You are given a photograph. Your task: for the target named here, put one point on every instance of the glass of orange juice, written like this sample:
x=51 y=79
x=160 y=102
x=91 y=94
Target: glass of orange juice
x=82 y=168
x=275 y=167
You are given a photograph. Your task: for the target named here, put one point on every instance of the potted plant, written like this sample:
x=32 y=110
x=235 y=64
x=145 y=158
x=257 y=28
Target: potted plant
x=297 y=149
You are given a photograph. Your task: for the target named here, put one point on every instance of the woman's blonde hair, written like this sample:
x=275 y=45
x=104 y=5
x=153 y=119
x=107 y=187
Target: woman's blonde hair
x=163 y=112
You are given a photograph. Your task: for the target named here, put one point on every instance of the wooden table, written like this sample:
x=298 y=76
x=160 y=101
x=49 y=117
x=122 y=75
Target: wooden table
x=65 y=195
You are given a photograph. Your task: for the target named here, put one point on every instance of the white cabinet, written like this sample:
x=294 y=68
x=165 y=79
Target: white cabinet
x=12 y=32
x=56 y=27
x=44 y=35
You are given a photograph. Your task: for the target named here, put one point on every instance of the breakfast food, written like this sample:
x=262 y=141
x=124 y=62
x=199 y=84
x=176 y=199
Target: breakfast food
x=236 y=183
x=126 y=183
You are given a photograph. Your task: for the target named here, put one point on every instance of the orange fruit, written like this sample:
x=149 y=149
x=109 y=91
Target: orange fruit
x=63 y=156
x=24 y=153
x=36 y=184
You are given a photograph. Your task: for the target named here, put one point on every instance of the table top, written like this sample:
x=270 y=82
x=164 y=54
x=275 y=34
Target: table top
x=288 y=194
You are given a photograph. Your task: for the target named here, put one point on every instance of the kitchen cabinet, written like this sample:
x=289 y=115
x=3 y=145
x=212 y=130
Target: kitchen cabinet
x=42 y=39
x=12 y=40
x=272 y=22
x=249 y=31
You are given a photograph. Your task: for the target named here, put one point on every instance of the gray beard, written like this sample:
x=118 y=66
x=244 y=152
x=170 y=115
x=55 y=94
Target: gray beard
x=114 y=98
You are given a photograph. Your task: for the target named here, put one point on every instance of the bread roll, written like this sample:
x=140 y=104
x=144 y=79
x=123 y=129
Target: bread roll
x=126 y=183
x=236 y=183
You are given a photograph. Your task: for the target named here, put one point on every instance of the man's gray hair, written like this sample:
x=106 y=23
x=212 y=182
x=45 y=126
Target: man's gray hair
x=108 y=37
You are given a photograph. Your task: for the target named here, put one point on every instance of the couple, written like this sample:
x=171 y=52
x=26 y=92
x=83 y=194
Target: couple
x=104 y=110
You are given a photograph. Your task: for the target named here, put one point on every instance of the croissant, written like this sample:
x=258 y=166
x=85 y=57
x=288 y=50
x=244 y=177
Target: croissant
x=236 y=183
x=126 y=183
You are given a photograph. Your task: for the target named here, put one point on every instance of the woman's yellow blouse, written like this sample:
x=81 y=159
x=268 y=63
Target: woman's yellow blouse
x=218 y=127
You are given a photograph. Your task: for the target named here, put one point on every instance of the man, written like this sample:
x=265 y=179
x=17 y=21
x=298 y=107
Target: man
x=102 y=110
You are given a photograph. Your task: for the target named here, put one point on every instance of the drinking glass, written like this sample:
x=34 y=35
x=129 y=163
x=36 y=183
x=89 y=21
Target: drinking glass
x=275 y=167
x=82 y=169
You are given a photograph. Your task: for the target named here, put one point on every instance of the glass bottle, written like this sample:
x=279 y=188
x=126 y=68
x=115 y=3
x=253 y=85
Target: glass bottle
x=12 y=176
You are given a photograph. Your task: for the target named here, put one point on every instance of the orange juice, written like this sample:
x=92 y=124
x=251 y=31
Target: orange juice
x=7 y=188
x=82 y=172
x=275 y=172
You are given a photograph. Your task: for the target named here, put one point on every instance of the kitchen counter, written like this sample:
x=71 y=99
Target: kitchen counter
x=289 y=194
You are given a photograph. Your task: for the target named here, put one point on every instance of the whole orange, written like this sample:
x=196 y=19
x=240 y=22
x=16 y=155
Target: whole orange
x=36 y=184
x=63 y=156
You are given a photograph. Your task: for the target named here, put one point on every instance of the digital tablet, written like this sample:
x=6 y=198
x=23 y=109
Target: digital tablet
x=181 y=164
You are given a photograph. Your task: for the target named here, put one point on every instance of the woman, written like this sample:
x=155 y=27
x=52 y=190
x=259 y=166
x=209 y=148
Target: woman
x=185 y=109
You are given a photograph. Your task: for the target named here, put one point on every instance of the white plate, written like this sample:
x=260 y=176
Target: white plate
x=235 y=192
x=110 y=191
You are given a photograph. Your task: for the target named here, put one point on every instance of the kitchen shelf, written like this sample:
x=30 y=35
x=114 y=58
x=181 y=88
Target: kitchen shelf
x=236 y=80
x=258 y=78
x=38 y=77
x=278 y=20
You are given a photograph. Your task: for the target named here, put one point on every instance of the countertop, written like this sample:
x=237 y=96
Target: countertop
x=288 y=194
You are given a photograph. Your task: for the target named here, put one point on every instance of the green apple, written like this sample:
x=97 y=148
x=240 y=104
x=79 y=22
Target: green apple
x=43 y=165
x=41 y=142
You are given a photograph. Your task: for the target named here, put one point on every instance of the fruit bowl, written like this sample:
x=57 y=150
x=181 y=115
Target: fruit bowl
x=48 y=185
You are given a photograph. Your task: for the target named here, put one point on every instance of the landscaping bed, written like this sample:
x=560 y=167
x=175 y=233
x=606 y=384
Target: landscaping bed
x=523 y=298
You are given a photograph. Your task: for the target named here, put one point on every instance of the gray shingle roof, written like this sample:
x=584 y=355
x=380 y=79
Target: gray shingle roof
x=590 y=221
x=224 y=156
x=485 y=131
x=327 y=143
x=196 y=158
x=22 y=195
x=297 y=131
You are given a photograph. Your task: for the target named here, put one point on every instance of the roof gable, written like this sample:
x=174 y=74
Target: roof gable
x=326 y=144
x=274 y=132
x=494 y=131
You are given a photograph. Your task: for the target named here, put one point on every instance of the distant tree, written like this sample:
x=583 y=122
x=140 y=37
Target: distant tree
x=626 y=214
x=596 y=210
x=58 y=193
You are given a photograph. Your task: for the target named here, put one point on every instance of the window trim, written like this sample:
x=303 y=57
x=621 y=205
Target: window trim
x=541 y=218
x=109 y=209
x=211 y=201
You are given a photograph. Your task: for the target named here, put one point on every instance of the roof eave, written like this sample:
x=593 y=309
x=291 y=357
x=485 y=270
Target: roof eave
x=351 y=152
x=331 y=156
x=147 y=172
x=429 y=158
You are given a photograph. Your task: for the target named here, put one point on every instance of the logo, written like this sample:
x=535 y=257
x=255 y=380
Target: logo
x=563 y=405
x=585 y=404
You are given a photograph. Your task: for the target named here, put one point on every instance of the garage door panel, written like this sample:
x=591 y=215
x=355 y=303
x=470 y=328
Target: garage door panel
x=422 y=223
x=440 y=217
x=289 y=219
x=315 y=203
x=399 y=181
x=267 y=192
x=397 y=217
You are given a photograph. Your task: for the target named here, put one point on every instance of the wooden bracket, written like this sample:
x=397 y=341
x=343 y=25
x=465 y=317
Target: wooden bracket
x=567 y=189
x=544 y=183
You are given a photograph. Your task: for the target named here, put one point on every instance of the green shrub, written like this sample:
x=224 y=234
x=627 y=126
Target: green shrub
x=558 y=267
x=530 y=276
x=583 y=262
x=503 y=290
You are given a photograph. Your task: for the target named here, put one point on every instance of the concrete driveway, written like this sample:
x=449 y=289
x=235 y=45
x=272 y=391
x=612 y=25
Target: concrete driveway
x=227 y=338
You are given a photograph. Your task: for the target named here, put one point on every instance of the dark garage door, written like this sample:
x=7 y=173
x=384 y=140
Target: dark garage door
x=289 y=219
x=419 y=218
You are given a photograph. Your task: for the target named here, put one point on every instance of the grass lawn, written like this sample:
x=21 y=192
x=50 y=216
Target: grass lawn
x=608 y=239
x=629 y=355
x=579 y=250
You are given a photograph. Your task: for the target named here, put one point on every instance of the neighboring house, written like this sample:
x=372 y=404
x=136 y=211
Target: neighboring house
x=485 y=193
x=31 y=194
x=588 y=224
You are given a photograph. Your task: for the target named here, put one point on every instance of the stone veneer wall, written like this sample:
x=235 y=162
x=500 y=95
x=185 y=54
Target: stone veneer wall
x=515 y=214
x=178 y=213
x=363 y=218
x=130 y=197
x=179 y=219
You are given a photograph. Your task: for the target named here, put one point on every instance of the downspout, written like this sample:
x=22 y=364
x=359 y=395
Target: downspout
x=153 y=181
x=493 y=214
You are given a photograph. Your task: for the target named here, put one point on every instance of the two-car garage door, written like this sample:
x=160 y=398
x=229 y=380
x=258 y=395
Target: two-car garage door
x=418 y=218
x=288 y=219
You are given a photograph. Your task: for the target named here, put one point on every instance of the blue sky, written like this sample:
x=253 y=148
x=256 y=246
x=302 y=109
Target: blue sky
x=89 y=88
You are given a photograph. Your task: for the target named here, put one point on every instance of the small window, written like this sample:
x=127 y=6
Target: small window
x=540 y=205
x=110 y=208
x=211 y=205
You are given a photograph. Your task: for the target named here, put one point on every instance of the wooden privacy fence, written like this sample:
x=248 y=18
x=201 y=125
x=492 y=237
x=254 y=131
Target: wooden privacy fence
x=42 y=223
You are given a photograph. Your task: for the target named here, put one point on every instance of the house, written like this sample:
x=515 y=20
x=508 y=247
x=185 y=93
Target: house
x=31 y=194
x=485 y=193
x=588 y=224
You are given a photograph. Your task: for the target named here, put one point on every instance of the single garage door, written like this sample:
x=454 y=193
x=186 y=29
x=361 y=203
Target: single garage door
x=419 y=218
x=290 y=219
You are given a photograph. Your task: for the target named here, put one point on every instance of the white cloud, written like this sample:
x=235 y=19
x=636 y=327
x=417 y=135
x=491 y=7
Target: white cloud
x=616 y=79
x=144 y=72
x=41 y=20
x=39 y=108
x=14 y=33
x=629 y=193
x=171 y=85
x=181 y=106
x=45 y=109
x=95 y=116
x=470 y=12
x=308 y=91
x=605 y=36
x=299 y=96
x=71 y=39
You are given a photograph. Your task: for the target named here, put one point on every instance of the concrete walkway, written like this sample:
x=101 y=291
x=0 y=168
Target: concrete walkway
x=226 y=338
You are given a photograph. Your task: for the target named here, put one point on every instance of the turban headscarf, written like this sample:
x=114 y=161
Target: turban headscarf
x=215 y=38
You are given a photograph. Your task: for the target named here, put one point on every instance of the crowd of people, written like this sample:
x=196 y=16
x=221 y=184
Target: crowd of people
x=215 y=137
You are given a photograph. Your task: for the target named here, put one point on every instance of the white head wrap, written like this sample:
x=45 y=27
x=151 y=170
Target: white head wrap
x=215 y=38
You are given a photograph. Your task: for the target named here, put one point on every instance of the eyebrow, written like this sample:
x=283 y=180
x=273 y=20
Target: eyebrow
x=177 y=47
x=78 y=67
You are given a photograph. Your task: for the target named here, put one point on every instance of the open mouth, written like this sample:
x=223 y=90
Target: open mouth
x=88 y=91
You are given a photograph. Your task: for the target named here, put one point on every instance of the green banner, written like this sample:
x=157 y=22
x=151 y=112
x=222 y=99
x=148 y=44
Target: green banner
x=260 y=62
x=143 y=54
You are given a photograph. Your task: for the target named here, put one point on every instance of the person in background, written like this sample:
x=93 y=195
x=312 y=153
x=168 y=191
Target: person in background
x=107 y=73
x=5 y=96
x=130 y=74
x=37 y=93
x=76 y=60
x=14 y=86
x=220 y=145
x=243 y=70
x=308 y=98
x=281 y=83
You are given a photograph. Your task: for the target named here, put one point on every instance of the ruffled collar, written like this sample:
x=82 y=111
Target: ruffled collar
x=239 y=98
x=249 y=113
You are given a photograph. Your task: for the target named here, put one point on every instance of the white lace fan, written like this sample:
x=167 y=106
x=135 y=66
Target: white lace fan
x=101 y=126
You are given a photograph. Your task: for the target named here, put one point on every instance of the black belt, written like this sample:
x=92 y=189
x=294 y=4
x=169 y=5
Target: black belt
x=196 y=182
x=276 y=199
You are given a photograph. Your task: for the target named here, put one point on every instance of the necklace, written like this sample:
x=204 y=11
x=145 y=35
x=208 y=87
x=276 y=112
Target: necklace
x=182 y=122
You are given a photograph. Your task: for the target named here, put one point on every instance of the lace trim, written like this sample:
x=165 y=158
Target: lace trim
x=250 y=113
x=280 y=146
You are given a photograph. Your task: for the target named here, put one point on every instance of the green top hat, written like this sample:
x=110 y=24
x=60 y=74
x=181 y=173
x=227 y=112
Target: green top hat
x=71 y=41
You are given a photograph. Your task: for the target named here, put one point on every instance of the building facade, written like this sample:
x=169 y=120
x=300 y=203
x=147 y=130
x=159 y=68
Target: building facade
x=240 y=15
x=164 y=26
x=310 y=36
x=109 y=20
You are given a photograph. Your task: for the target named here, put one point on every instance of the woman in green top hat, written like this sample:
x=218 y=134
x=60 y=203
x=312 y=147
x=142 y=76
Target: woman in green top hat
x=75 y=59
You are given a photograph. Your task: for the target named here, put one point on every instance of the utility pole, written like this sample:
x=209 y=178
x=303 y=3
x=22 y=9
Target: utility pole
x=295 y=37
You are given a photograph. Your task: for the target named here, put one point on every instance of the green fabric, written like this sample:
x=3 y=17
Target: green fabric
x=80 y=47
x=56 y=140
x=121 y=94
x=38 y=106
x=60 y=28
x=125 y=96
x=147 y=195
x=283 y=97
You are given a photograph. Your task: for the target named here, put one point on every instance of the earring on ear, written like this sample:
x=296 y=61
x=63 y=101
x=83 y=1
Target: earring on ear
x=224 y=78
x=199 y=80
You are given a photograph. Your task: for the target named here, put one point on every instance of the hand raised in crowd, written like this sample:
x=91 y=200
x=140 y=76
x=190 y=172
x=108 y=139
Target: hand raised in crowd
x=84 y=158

_ _ _

**Work required**
Reproduce the data word for word, starting at its first line and ending at the line that contains "x=163 y=112". Include both of those lines.

**Output for this task**
You are given a photograph. Your task: for the target named here, put one point on every instance of the glass of orange juice, written like this sample:
x=51 y=79
x=160 y=102
x=91 y=94
Target: glass of orange juice
x=82 y=168
x=275 y=167
You are given a photograph. Your task: for the target named here, put one point on every instance of the potted plant, written like this sample:
x=32 y=110
x=235 y=64
x=145 y=158
x=257 y=28
Target: potted plant
x=297 y=149
You are given a photograph. Your task: for the target named here, put one point on every instance of the woman's blonde hair, written like this sample:
x=275 y=45
x=104 y=5
x=153 y=119
x=107 y=187
Target: woman's blonde hair
x=163 y=112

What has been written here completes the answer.